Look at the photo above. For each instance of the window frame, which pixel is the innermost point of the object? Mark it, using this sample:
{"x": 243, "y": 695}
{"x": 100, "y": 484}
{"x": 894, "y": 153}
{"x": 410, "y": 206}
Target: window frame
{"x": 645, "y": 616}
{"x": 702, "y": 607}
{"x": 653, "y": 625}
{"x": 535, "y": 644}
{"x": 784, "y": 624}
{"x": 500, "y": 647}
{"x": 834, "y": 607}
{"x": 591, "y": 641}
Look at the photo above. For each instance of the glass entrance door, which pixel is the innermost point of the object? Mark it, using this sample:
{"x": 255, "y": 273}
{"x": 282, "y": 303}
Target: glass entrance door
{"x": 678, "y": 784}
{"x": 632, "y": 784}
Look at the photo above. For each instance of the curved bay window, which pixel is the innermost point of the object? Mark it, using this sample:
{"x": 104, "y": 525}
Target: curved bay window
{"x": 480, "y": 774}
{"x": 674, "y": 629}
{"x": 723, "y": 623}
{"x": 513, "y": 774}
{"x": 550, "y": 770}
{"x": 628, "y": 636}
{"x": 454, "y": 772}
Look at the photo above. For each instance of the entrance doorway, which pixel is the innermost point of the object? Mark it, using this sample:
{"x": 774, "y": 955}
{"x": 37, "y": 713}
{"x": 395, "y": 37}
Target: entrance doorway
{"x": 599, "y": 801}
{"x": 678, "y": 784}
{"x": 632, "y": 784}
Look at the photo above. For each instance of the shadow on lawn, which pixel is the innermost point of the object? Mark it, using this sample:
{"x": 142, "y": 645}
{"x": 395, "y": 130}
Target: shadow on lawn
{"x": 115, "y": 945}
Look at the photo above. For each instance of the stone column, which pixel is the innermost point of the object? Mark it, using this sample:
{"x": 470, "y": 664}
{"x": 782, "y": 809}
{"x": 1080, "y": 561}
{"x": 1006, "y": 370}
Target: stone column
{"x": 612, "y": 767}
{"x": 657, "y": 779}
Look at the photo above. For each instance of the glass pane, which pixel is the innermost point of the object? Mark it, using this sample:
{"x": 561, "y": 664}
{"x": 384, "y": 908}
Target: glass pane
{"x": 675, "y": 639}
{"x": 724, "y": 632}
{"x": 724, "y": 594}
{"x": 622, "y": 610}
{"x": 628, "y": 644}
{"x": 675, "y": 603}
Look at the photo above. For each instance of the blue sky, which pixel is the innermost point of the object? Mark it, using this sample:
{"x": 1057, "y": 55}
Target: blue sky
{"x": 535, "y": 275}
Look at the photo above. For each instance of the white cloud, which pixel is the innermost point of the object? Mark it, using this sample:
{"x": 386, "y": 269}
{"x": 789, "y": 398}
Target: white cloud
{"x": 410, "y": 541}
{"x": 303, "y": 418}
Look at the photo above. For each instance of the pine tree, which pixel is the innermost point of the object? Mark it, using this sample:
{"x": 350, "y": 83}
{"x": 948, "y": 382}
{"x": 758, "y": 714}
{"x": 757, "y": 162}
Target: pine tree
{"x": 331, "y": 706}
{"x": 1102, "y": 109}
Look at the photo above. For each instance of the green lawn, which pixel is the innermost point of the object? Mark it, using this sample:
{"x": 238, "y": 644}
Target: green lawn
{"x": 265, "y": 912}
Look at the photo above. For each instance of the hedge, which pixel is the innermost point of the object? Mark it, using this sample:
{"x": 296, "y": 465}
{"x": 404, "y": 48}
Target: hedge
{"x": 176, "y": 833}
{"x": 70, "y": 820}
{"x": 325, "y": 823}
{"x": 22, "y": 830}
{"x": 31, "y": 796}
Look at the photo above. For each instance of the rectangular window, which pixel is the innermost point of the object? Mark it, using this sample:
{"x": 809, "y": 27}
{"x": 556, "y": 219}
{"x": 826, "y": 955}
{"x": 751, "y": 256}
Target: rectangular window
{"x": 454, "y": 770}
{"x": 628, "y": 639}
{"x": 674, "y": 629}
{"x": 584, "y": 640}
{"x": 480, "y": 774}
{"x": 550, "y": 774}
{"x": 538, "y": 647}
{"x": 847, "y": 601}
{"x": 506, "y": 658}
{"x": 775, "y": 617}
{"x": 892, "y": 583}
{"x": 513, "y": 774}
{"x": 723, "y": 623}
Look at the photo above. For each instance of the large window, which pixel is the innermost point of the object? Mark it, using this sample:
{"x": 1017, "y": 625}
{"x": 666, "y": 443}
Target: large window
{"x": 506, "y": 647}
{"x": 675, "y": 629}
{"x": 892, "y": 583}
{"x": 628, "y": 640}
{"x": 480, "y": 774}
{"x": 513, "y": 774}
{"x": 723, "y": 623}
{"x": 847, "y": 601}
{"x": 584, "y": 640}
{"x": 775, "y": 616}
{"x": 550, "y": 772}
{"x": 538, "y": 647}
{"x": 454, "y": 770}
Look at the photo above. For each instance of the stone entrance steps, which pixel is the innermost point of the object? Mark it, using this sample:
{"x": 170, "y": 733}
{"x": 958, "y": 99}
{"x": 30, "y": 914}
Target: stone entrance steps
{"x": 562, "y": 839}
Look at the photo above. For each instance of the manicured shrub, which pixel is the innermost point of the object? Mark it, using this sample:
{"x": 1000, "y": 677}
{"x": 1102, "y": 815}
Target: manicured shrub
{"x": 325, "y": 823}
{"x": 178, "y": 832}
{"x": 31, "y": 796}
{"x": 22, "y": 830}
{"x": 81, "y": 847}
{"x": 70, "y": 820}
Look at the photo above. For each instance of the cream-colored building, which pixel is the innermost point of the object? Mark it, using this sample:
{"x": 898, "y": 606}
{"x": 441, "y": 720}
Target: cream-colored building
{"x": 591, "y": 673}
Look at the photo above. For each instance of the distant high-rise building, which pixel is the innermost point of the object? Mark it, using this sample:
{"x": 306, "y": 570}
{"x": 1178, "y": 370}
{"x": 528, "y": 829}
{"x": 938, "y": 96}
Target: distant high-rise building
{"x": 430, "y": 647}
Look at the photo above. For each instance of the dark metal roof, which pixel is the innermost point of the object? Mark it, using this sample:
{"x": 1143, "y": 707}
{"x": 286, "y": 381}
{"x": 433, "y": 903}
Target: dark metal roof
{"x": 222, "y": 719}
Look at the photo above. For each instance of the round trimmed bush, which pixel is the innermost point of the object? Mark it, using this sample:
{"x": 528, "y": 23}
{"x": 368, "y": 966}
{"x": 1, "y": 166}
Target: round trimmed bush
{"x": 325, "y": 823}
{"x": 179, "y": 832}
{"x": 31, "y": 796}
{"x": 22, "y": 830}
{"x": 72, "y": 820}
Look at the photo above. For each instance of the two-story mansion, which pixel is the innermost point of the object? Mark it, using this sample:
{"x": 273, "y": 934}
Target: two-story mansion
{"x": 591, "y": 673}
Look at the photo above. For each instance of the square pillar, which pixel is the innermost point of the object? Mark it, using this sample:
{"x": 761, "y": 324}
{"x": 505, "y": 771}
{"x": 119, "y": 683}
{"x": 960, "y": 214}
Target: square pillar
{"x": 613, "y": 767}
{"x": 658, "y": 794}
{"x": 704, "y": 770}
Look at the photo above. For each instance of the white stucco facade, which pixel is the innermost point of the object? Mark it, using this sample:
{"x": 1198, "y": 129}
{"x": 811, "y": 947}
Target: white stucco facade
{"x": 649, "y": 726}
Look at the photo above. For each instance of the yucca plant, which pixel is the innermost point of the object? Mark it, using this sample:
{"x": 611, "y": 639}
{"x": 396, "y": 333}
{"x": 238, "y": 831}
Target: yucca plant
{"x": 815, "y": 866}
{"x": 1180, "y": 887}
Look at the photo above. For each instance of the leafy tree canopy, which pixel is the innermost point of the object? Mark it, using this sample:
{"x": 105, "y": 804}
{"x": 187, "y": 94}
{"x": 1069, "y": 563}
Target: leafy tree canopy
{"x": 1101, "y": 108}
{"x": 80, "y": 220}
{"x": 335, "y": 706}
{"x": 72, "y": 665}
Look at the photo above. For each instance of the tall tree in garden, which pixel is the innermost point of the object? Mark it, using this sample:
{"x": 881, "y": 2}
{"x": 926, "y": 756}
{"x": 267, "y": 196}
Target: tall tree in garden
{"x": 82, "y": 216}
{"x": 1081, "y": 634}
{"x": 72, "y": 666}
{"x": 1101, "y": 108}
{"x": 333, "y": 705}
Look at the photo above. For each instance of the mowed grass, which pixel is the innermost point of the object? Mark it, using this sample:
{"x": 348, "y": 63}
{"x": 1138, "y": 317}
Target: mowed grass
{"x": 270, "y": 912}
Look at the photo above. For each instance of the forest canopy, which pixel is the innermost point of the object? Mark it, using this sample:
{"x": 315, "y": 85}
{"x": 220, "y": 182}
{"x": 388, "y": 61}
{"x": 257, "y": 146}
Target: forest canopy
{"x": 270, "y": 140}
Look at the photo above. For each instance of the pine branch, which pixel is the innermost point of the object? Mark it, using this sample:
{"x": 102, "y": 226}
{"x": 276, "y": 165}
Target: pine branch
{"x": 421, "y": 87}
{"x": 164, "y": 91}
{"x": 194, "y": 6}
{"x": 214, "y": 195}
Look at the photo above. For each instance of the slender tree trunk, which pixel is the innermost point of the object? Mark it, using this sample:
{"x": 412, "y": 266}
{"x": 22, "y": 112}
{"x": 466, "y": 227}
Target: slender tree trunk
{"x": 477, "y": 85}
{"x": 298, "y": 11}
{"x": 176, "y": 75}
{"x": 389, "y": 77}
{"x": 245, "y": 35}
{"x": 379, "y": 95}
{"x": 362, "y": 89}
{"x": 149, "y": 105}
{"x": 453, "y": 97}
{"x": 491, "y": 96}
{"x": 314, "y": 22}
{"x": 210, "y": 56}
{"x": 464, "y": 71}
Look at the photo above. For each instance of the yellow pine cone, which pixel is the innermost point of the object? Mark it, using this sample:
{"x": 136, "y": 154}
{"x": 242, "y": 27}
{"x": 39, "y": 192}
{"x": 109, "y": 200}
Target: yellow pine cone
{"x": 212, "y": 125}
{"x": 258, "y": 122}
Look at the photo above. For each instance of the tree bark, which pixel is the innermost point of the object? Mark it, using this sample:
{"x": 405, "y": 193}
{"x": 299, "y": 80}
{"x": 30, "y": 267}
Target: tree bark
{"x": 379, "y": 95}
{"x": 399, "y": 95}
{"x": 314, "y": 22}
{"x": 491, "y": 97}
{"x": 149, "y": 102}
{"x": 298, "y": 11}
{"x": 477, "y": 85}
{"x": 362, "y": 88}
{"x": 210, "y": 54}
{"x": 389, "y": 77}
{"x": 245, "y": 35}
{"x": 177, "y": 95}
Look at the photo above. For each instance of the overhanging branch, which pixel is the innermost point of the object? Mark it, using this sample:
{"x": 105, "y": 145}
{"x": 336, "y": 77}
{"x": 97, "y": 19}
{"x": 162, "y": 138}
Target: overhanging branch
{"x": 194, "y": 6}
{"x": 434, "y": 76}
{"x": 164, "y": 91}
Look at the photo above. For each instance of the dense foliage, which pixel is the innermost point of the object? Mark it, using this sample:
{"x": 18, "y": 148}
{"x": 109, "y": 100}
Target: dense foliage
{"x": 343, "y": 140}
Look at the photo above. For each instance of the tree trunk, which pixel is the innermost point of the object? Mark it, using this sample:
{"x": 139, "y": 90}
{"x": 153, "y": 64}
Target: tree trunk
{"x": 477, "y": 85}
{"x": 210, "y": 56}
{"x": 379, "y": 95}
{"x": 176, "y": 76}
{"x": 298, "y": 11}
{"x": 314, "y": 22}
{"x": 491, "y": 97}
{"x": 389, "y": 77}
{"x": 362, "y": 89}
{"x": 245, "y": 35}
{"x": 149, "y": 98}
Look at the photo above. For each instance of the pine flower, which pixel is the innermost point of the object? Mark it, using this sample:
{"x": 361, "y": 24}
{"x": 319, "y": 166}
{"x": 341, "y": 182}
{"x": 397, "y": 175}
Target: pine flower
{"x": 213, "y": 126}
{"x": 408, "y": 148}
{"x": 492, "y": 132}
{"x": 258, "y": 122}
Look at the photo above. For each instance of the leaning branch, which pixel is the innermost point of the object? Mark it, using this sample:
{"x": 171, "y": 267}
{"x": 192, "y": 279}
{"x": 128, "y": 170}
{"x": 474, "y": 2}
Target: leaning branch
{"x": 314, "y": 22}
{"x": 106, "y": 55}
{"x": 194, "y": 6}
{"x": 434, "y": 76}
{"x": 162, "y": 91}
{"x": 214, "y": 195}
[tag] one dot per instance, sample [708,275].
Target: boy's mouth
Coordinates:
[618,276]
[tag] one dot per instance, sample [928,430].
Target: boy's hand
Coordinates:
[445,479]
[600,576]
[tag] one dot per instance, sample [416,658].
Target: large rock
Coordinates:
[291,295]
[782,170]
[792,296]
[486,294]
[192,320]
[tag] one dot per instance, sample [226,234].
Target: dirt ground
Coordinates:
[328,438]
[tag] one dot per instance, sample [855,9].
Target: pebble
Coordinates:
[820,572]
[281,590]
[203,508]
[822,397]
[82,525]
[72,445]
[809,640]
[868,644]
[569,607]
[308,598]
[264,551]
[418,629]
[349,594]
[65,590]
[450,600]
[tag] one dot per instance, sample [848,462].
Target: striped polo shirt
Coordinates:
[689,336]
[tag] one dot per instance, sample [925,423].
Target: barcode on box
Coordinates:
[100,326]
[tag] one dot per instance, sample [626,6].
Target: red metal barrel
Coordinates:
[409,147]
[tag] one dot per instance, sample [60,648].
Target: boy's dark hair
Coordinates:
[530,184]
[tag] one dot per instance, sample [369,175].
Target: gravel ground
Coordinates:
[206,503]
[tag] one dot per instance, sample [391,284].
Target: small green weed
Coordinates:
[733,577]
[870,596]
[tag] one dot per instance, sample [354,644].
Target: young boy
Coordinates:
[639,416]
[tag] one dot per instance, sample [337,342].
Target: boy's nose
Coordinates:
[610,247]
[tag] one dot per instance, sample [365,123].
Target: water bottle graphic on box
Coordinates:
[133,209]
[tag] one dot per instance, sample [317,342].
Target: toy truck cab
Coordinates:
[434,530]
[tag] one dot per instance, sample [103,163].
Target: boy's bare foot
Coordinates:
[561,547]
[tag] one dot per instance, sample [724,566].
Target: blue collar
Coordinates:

Problem: Can you format the records above, starting at the line that contains "[tag] one dot per instance, sample [416,658]." and ending at the final line of the records, as a JSON list of strings with one string per line and blank lines left out?

Answer to this problem:
[
  "[tag] one dot per instance, sample [416,658].",
  "Target: large rock",
  "Coordinates:",
  "[291,295]",
  "[782,170]",
  "[792,296]",
  "[486,294]",
  "[192,320]",
  "[tag] one dot per instance, sample [226,234].",
  "Target: dirt ground",
  "Coordinates:",
  "[328,438]",
  "[tag] one dot per instance, sample [855,9].",
  "Target: pebble",
  "Coordinates:",
  "[820,572]",
  "[281,590]",
  "[203,508]",
  "[822,397]",
  "[82,525]",
  "[72,445]",
  "[809,640]",
  "[868,644]",
  "[569,607]",
  "[308,598]",
  "[264,551]",
  "[418,629]",
  "[349,594]",
  "[65,590]",
  "[450,600]",
  "[tag] one dot per instance, sample [848,462].",
  "Target: striped polo shirt",
  "Coordinates:",
  "[689,336]",
  "[tag] one dot per instance, sample [925,423].",
  "Target: barcode on box",
  "Coordinates:",
  "[100,326]",
  "[tag] one dot per instance, sample [626,6].",
  "Target: red metal barrel",
  "Coordinates:",
  "[409,147]",
  "[tag] one dot per instance, sample [60,648].",
  "Target: boy's dark hair",
  "Coordinates:",
  "[530,184]",
  "[tag] one dot per instance, sample [369,175].",
  "Target: gravel ground",
  "Coordinates:",
  "[206,503]",
  "[tag] one dot per instance, sample [391,284].",
  "Target: small green weed",
  "Coordinates:",
  "[733,577]",
  "[870,596]",
  "[tag] one dot per instance, sample [354,644].",
  "Target: young boy",
  "Coordinates:",
  "[639,416]",
  "[tag] one dot per instance, sample [337,342].",
  "Target: boy's nose",
  "Coordinates:",
  "[610,247]",
  "[tag] one dot per instance, sample [365,123].",
  "Target: water bottle graphic on box",
  "Coordinates:",
  "[133,209]",
  "[tag] one dot per instance, sample [317,342].",
  "Target: toy truck cab",
  "Coordinates:",
  "[434,530]",
  "[tag] one dot per instance, sample [103,163].",
  "Target: boy's bare foot",
  "Coordinates:",
  "[561,547]",
  "[tag] one dot per instance, sample [724,566].",
  "Target: blue collar",
  "Coordinates:"
]